#### Exercise task:
In the records below, locate every line that contains the word "mouse" and copy each such line in full.

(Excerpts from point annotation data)
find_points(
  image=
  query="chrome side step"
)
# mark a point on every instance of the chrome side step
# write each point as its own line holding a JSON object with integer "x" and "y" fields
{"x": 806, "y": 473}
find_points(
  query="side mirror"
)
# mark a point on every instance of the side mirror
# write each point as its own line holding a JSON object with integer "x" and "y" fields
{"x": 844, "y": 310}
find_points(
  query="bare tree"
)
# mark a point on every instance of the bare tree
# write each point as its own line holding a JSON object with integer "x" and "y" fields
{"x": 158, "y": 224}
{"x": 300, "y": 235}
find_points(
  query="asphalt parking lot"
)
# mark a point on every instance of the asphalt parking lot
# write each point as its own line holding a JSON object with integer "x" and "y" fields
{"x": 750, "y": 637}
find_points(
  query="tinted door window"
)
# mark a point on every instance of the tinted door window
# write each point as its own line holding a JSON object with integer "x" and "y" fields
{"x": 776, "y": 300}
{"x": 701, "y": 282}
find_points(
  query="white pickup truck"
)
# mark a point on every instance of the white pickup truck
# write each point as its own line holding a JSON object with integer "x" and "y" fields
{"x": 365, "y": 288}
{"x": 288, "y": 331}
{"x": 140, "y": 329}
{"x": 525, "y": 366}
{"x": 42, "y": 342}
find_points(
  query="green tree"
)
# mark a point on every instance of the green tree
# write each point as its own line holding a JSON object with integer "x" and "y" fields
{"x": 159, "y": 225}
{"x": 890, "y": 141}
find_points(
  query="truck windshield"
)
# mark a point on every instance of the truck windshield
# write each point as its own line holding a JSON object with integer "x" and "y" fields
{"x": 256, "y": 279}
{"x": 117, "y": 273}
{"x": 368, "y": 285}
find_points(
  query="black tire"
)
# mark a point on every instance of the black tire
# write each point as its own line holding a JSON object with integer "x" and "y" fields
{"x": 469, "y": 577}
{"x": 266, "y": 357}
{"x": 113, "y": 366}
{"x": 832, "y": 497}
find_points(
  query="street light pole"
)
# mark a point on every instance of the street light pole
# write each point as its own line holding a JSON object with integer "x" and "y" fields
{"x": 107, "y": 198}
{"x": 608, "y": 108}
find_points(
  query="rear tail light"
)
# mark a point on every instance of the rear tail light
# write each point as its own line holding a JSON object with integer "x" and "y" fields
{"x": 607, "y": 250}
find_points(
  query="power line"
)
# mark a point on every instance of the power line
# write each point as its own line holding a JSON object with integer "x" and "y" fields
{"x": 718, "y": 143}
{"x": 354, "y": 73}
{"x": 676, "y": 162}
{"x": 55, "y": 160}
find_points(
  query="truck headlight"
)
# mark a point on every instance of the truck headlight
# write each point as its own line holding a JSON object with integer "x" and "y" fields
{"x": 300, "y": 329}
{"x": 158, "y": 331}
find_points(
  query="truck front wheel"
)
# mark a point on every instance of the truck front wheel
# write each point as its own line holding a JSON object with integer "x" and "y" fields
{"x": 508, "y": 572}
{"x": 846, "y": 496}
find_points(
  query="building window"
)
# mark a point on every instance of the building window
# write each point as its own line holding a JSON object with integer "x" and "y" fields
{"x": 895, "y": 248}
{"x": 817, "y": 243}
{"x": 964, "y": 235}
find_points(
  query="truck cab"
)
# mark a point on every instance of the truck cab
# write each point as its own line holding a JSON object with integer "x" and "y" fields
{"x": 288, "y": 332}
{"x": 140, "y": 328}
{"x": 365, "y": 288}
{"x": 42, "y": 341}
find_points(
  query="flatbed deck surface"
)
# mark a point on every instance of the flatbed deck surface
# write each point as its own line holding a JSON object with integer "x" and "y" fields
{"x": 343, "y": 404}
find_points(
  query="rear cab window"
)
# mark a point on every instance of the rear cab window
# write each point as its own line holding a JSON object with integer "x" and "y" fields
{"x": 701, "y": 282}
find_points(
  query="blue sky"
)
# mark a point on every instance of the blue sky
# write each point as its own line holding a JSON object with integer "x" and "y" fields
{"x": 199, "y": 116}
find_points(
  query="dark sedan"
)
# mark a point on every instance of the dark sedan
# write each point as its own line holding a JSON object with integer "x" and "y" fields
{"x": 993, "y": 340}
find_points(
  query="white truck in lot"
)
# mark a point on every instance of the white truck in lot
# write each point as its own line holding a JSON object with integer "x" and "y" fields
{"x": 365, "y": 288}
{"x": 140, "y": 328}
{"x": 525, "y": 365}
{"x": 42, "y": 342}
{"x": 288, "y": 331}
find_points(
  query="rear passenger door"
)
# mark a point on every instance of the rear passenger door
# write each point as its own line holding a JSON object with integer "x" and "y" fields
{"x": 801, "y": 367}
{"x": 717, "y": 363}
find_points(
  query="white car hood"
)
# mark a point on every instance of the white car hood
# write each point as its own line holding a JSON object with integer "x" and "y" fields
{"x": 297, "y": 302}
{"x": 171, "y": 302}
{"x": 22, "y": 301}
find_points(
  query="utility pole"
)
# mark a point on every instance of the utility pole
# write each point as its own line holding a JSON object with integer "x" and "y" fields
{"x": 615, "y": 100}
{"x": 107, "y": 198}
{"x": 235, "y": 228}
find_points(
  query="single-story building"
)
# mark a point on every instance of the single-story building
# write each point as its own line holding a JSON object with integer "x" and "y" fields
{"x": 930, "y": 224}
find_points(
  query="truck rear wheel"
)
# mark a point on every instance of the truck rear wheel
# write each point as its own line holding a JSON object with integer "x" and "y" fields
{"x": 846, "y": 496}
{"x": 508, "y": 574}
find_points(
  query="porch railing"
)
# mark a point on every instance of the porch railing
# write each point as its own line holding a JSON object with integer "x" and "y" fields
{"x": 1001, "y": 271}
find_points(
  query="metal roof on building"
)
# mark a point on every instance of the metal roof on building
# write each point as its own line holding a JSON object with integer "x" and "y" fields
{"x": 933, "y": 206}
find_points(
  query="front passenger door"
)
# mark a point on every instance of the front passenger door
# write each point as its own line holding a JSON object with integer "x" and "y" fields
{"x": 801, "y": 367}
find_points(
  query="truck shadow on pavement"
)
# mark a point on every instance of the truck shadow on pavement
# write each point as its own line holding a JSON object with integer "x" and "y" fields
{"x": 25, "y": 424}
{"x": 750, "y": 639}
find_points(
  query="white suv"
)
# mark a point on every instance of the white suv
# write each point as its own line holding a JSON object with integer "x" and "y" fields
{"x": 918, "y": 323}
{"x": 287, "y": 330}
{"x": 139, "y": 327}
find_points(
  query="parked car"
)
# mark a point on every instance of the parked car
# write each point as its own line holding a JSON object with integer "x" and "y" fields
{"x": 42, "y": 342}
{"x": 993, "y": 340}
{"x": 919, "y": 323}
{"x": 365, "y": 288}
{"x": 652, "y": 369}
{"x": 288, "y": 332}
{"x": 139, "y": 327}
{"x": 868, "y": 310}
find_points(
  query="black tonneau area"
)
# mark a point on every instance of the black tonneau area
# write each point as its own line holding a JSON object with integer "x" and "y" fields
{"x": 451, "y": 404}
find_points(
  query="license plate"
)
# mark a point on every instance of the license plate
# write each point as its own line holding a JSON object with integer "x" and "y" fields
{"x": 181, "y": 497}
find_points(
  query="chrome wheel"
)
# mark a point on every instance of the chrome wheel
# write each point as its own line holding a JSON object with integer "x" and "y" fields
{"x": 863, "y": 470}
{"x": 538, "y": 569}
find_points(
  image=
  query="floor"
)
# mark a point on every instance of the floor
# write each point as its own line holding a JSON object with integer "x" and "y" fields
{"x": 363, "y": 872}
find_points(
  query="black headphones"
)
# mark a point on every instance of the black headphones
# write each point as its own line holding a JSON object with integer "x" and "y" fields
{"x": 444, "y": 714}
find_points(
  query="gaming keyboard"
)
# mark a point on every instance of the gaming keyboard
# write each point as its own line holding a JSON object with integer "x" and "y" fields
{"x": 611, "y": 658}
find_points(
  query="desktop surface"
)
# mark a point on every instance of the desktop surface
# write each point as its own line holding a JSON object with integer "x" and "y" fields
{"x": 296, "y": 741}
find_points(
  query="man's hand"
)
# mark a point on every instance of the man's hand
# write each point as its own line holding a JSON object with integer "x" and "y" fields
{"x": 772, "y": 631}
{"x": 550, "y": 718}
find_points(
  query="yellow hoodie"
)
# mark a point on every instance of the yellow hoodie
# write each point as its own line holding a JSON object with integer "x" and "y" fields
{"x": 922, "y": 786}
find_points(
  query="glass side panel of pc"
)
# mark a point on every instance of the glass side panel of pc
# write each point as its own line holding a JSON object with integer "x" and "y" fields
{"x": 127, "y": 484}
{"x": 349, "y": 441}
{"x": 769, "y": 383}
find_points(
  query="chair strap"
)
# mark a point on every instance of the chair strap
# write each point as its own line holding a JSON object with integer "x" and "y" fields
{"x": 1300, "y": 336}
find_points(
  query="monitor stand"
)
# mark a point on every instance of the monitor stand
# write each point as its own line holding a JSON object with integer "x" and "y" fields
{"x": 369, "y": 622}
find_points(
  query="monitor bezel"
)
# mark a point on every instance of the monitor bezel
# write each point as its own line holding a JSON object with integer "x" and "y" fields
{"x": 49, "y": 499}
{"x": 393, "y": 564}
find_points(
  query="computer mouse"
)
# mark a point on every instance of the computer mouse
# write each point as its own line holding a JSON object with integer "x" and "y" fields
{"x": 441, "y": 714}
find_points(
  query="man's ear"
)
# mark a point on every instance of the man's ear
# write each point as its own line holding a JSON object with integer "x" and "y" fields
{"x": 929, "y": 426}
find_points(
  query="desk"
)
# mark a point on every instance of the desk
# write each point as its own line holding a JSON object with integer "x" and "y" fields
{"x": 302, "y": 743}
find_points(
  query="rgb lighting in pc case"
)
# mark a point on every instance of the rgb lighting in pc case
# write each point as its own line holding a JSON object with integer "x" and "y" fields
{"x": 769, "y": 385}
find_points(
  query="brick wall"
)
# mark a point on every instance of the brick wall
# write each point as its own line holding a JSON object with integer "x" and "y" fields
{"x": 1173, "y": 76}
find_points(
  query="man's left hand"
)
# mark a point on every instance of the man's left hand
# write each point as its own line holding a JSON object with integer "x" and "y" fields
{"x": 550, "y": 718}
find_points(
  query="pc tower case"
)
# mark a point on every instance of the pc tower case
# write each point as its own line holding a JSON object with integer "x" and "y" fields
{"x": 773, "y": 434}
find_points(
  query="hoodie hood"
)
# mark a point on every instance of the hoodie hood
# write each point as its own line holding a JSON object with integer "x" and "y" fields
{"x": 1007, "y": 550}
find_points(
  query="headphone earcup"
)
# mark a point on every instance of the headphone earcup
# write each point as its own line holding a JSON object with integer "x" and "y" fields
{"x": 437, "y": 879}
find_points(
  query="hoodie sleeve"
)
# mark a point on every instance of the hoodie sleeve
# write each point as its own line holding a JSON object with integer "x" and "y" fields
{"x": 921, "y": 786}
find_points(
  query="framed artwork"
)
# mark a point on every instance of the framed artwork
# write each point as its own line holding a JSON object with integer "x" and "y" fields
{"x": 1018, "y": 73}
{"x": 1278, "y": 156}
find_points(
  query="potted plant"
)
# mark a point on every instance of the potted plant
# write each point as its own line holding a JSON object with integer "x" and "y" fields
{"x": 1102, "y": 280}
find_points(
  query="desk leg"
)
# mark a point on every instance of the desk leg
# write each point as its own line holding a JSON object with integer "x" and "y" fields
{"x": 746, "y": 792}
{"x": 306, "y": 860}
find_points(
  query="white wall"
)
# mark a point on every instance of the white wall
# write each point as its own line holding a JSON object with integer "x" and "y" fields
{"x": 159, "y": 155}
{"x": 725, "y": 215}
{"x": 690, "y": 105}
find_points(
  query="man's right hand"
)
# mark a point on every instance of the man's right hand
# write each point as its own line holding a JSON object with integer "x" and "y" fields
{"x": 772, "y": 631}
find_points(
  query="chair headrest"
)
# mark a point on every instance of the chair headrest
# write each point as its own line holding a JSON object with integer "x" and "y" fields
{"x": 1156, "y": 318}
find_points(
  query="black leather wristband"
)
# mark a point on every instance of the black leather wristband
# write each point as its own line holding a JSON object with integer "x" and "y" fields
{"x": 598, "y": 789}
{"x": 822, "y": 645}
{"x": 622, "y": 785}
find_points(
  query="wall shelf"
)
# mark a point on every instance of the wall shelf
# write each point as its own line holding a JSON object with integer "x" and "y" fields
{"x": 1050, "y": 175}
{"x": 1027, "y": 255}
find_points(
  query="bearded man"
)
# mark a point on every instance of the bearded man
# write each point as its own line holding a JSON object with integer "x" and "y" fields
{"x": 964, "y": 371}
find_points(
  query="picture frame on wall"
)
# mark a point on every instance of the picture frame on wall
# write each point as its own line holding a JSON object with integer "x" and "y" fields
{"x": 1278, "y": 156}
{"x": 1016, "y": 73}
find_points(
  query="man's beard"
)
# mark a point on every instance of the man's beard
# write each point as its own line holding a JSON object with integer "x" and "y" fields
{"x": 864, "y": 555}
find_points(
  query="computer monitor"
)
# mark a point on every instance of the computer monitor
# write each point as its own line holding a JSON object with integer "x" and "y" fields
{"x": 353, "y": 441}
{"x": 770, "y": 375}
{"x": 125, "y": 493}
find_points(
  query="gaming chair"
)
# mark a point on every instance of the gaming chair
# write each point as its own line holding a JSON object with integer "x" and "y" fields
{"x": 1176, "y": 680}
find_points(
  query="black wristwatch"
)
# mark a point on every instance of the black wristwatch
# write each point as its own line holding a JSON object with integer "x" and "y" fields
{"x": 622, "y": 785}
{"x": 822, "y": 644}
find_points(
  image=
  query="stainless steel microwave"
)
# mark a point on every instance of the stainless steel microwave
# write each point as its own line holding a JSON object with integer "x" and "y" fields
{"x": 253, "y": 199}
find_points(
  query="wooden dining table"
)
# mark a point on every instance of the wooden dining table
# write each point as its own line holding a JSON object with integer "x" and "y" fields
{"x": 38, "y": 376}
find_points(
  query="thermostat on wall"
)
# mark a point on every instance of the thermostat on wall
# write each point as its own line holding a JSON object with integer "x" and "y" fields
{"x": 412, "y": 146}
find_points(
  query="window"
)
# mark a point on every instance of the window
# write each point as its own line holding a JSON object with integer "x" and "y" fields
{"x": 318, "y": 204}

#### Exercise solution:
  query="computer mouse"
# mark a point on every instance of the computer mouse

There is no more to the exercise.